** BEGIN Material **

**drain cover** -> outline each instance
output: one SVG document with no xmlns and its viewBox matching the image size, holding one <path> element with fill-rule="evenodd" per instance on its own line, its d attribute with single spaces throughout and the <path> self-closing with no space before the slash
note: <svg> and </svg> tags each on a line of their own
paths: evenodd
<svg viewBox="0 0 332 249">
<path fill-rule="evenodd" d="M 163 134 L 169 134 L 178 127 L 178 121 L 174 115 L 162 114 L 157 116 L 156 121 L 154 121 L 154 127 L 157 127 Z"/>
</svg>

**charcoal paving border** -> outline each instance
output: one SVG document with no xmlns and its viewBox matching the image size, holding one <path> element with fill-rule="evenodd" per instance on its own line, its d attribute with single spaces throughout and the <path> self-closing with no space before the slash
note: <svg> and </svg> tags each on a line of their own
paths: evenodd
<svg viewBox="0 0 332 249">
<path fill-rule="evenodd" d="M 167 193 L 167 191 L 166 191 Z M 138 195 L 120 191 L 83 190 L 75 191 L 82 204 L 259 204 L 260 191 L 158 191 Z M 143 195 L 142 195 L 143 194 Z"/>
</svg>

** END Material **

Required task: Output all of the material above again, line for line, with every character unchanged.

Answer for the task:
**drain cover** -> outline each instance
output: one SVG document with no xmlns and its viewBox matching the image size, holding one <path> element with fill-rule="evenodd" per instance on its own line, its d attribute with single spaces throughout and the <path> self-closing with no space before the slash
note: <svg> and </svg> tags each on a line of their own
paths: evenodd
<svg viewBox="0 0 332 249">
<path fill-rule="evenodd" d="M 163 134 L 169 134 L 178 127 L 178 121 L 174 115 L 162 114 L 157 116 L 156 121 L 154 121 L 154 127 L 157 127 Z"/>
</svg>

**charcoal paving border** -> outline each instance
output: one SVG document with no xmlns and its viewBox matching the image size, holding one <path> element with fill-rule="evenodd" per instance on its own line, its d attribute with single spaces throughout and the <path> self-closing with no space before the slash
note: <svg> and </svg> tags each on a line of their own
paths: evenodd
<svg viewBox="0 0 332 249">
<path fill-rule="evenodd" d="M 167 193 L 167 191 L 166 191 Z M 138 195 L 120 191 L 83 190 L 75 191 L 82 204 L 259 204 L 260 191 L 158 191 Z M 143 195 L 142 195 L 143 194 Z"/>
</svg>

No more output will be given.